_Given request_
Include in the output the line containing "Reviewer check: every instance of the panda" and each subsequent line of the records, through the end, transcribed exactly. Add nothing else.

>> START

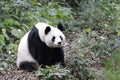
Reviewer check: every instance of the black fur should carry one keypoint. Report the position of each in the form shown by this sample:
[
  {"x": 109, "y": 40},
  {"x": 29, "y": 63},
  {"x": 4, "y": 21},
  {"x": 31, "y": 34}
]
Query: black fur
[
  {"x": 41, "y": 52},
  {"x": 47, "y": 30},
  {"x": 29, "y": 66},
  {"x": 60, "y": 27}
]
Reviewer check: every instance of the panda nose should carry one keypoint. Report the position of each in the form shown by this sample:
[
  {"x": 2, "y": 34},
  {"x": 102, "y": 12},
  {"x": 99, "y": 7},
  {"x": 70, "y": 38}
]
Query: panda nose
[{"x": 59, "y": 43}]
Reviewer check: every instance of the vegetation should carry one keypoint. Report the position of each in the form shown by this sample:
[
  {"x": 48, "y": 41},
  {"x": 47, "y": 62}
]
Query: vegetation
[
  {"x": 112, "y": 66},
  {"x": 94, "y": 23}
]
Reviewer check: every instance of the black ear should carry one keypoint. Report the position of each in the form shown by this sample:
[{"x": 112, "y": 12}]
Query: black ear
[
  {"x": 60, "y": 27},
  {"x": 47, "y": 30}
]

>> END

_Output_
Reviewer check: every instance of the panda nose should carry one keypoint. Report the position of each in the form shown by this sample:
[
  {"x": 2, "y": 34},
  {"x": 102, "y": 12},
  {"x": 99, "y": 7},
  {"x": 70, "y": 38}
]
Query: panda nose
[{"x": 59, "y": 43}]
Reviewer check: every instance of the vegetation should carry one keypoint. Report the position of each in the form shown by this sample:
[
  {"x": 48, "y": 41},
  {"x": 47, "y": 62}
]
Query: vegetation
[
  {"x": 112, "y": 66},
  {"x": 94, "y": 23}
]
Reviewer check: every instance of the black ear should carry one keypoint. Report the position of each in the form shown by this sample:
[{"x": 112, "y": 12}]
Query: black ear
[
  {"x": 60, "y": 27},
  {"x": 47, "y": 30}
]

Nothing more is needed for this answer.